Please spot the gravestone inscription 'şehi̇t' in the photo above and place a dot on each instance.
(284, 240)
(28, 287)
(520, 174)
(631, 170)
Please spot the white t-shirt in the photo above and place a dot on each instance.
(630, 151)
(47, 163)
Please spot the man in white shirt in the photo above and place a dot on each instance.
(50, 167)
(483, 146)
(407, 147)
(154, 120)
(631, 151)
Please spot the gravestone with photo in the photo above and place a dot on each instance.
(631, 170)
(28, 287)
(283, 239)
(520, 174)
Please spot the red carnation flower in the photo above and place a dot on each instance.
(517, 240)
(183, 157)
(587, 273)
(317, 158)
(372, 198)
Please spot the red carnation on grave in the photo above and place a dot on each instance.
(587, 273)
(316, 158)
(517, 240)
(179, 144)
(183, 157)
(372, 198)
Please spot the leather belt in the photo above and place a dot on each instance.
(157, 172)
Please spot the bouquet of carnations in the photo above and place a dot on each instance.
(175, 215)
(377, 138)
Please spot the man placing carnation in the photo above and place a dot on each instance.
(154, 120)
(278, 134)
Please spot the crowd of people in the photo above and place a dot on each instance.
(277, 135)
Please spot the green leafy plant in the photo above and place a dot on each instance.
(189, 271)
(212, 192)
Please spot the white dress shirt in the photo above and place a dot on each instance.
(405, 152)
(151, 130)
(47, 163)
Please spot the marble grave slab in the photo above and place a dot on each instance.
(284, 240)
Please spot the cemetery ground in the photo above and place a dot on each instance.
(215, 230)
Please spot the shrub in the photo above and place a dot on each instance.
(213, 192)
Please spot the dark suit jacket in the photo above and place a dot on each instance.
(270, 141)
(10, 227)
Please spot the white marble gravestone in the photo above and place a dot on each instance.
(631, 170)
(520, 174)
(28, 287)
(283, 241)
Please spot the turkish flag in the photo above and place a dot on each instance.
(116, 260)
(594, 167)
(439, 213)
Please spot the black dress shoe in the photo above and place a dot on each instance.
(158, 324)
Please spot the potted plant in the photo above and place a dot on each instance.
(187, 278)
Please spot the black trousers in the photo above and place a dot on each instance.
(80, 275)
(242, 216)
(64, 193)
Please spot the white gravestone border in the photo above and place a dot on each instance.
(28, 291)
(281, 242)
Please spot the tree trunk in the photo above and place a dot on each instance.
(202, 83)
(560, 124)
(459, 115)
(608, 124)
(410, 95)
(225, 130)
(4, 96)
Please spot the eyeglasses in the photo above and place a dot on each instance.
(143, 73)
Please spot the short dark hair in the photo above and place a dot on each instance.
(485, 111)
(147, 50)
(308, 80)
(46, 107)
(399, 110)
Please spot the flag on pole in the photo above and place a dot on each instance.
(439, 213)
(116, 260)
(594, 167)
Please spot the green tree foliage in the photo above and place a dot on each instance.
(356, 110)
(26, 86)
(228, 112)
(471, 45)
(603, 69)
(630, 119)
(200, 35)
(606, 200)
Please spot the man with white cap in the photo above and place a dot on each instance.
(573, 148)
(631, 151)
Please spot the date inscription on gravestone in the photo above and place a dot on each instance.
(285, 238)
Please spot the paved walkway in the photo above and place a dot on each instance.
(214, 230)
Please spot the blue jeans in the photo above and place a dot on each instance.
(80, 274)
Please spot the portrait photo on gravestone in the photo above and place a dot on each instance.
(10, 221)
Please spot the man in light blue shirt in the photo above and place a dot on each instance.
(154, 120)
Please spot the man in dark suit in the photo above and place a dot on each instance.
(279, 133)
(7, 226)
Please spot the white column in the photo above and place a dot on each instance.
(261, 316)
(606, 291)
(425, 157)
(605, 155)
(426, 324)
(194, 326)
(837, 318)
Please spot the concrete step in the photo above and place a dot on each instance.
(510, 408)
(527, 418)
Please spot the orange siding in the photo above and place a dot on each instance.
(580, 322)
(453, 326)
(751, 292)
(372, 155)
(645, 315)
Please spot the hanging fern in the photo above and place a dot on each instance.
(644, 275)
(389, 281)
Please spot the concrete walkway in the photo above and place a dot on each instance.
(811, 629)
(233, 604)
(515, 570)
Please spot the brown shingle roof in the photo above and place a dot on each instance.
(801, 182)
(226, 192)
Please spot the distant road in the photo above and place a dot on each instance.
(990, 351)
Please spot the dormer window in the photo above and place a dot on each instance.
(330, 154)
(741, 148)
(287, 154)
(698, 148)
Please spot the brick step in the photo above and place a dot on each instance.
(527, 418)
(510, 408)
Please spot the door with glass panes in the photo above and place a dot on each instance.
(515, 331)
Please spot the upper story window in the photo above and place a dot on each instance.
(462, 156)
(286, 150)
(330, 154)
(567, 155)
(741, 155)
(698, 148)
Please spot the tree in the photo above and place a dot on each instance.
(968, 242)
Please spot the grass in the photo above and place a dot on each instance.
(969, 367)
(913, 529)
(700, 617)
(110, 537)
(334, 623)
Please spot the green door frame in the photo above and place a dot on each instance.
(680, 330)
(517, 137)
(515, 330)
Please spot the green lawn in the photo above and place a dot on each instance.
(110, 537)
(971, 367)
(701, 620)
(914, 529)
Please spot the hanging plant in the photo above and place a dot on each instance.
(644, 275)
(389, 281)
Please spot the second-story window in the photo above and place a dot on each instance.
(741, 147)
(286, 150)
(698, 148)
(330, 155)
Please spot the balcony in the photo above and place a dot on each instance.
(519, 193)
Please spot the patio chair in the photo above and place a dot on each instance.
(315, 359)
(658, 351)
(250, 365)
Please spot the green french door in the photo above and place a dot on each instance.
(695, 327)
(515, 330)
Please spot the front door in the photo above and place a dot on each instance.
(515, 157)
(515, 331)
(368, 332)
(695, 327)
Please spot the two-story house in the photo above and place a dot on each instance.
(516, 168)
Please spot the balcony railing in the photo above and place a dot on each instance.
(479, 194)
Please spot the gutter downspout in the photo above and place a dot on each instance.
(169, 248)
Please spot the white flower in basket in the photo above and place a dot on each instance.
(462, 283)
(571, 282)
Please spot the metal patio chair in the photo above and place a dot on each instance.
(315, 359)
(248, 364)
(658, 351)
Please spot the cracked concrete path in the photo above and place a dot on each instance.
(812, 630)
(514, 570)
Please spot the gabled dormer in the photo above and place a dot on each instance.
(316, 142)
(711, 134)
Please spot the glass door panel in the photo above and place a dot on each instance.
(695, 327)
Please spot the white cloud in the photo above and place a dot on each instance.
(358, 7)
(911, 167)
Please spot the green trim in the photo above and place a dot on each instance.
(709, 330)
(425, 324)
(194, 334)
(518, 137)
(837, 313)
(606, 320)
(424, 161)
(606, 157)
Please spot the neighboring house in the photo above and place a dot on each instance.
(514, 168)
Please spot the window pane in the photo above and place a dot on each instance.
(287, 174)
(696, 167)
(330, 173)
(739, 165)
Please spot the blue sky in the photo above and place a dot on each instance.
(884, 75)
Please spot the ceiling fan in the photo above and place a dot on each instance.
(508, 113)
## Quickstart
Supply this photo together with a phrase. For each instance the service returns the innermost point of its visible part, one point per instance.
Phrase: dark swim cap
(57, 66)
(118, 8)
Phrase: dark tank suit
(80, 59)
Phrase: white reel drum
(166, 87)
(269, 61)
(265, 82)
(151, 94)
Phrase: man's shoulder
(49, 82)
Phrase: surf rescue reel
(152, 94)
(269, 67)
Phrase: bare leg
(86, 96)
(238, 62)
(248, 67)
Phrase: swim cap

+ + + + + + +

#### [Work instruction]
Print every record exactly, so that each word matches what is written above.

#### [Reply to the task]
Please spot the gravestone inscription 'şehi̇t' in the photo above and place a dot on each instance.
(284, 240)
(28, 287)
(520, 174)
(631, 170)
Please spot the white t-shirt in the photo above and place a dot on each instance.
(630, 151)
(47, 163)
Please spot the man in white shirt in the photo above and place a dot on each instance.
(50, 167)
(483, 146)
(407, 147)
(154, 120)
(631, 151)
Please spot the gravestone with photo in the photo above and place a dot on each instance.
(631, 170)
(28, 287)
(283, 239)
(520, 174)
Please spot the red carnation flower in the photo above and place a dot on each instance.
(517, 240)
(183, 157)
(587, 273)
(317, 158)
(372, 198)
Please spot the red carnation on grave in the photo above and place a dot on each instance.
(587, 273)
(316, 158)
(517, 240)
(179, 144)
(183, 157)
(372, 198)
Please spot the leather belt in the photo above and place a dot on each instance.
(157, 172)
Please spot the bouquet of carnations in the photo above and place a dot on each instance.
(175, 215)
(377, 138)
Please spot the man placing carnation in the photo above and place a dot on each instance.
(154, 120)
(278, 134)
Please spot the crowd of people in the photo above and place a dot on each instance.
(277, 135)
Please spot the green leafy plant in the photo above and place a dot on each instance.
(189, 271)
(212, 192)
Please spot the white dress shirt in the photo above and place a dot on each instance.
(405, 152)
(151, 130)
(47, 163)
Please spot the marble grave slab in the photo above and place a dot on each instance.
(284, 240)
Please spot the cemetery ground in the photo above and place a dot on each instance.
(215, 230)
Please spot the shrub in the photo above and place a dot on each instance.
(213, 192)
Please spot the dark suit jacket in the photo above and place a dot on each instance.
(270, 141)
(10, 227)
Please spot the white marble gravestone in the photo above and place a dot on each instance.
(631, 170)
(520, 174)
(28, 287)
(283, 241)
Please spot the turkish flag in the photo above and place a dot on each instance.
(116, 260)
(594, 167)
(439, 213)
Please spot the black dress shoe in the photo above and place a dot on each instance.
(158, 324)
Please spot the potted plant in the photo above and place a dot on each instance.
(187, 278)
Please spot the black trousers in the photo above and place a dot on each instance.
(80, 275)
(242, 216)
(64, 193)
Please spot the white gravestone border in the photo above and place a dot on each instance.
(28, 291)
(281, 242)
Please spot the tree trunk in the photo above and place a dot on each instance.
(202, 83)
(560, 124)
(459, 115)
(608, 124)
(410, 95)
(225, 130)
(4, 96)
Please spot the eyeglasses in the photo above and place a dot on each instance.
(143, 73)
Please spot the short dark hair in the photo above and place a dot on each instance.
(485, 111)
(147, 50)
(308, 80)
(46, 107)
(399, 110)
Please spot the flag on pole in the photo above and place a dot on each instance.
(439, 213)
(116, 260)
(594, 167)
Please spot the green tree foliage in the photo above and place a dot on each instance.
(356, 110)
(26, 86)
(228, 112)
(471, 45)
(603, 69)
(630, 119)
(200, 35)
(606, 200)
Please spot the man with white cap in the photo above and place a dot on each instance.
(573, 148)
(631, 151)
Please spot the date inscription on gravestone in the photo above and place a dot on each instance.
(285, 238)
Please spot the paved walkway in the photo above and place a dot on each instance.
(214, 230)
Please spot the blue jeans in the photo above and place a dot on each instance.
(80, 274)
Please spot the portrait photo on gravestone in the photo above and place a dot on each instance.
(10, 221)
Please spot the man in light blue shirt in the photo above and place a dot on each instance.
(154, 120)
Please spot the man in dark suit in the photo above and place a dot on each instance.
(279, 133)
(7, 226)
Please spot the white column in the photo above and place a dot on each instance.
(261, 316)
(606, 291)
(425, 157)
(605, 155)
(426, 324)
(194, 326)
(837, 318)
Please spot the concrete step in the photo above and place a dot on each instance.
(510, 408)
(527, 418)
Please spot the orange siding in the photo above and place a dot on each instance.
(580, 322)
(453, 326)
(751, 292)
(372, 155)
(645, 315)
Please spot the hanging fern in the photo above and place a dot on each instance.
(644, 275)
(389, 281)
Please spot the concrete walkway in the photo above and place a dot on each instance.
(811, 629)
(233, 604)
(515, 570)
Please spot the brown shingle roof in the photo above and place a dot on each instance.
(801, 182)
(226, 192)
Please spot the distant road in the photo above and place a dot on each instance.
(990, 351)
Please spot the dormer window in the photo above and place a dot on each instance.
(330, 154)
(741, 148)
(287, 154)
(698, 148)
Please spot the brick step in the photo above and place a dot on each instance.
(527, 418)
(510, 408)
Please spot the door with glass panes in the photo above and place a dot on each instance.
(515, 331)
Please spot the upper story window in the photo above and place a dot on each instance.
(462, 156)
(286, 150)
(330, 154)
(567, 155)
(741, 155)
(698, 148)
Please spot the tree in the photo above and place a dot on each instance.
(968, 242)
Please spot the grass in the photo above and place a dot on each instance.
(969, 367)
(913, 529)
(700, 617)
(110, 537)
(334, 623)
Please spot the green door frame in the photo above and place a dot on each instance.
(680, 330)
(517, 137)
(515, 330)
Please spot the green lawn in the photo above and place a dot on each instance.
(110, 537)
(971, 367)
(701, 620)
(914, 529)
Please spot the hanging plant in the photo above and place a dot on each instance.
(644, 275)
(389, 281)
Please spot the second-story window in the photo above and place a dot on each instance.
(741, 147)
(286, 150)
(698, 148)
(330, 155)
Please spot the balcony in the photo above and place a dot on each instance.
(519, 193)
Please spot the patio chair in the photo above and place a dot on each instance.
(315, 359)
(658, 351)
(250, 365)
Please spot the green french door in the photo above and place a dot on each instance.
(695, 327)
(515, 330)
Please spot the front door in the photo above and place a dot on each instance.
(515, 157)
(515, 331)
(368, 332)
(695, 327)
Please spot the two-story house in the photo above and place a dot on each instance.
(516, 168)
Please spot the balcony railing in the photo above and place a dot on each instance.
(479, 194)
Please spot the gutter downspout in the photo above and place a dot on each instance.
(169, 248)
Please spot the white flower in basket in the photo above and place a dot on each instance.
(462, 283)
(571, 282)
Please spot the metal patio chair in the photo above and place a dot on each instance.
(315, 359)
(248, 364)
(658, 351)
Please spot the cracked concrete path in the photo above and place a dot on each instance.
(812, 630)
(514, 570)
Please spot the gabled dormer in the photo above and place a dot on each instance.
(316, 142)
(711, 134)
Please spot the glass door panel in the photo above and place a dot on each instance.
(695, 327)
Please spot the white cloud in the photo above and place a dot on each instance.
(358, 7)
(911, 167)
Please spot the green trim in the photo above and place a dot on each instance.
(709, 330)
(425, 324)
(194, 334)
(518, 137)
(837, 313)
(606, 320)
(424, 161)
(606, 157)
Please spot the neighboring house in the photo above and place a dot on each instance.
(514, 168)
Please spot the window pane in the photo above and place a dot on each instance.
(287, 174)
(696, 167)
(330, 173)
(739, 165)
Please spot the blue sky in the photo above and place a dot on each instance.
(884, 75)
Please spot the ceiling fan in the photo above and place a dot on each instance.
(508, 113)
## Quickstart
Supply this photo together with a phrase. For each instance the service returns the innermost point of its visible part, one point per instance.
Phrase: dark swim cap
(57, 66)
(118, 8)
Phrase: dark tank suit
(80, 59)
Phrase: white reel drum
(166, 87)
(269, 61)
(265, 82)
(151, 94)
Phrase: man's shoulder
(49, 82)
Phrase: surf rescue reel
(152, 94)
(269, 67)
Phrase: bare leg
(86, 96)
(238, 62)
(248, 67)
Phrase: swim cap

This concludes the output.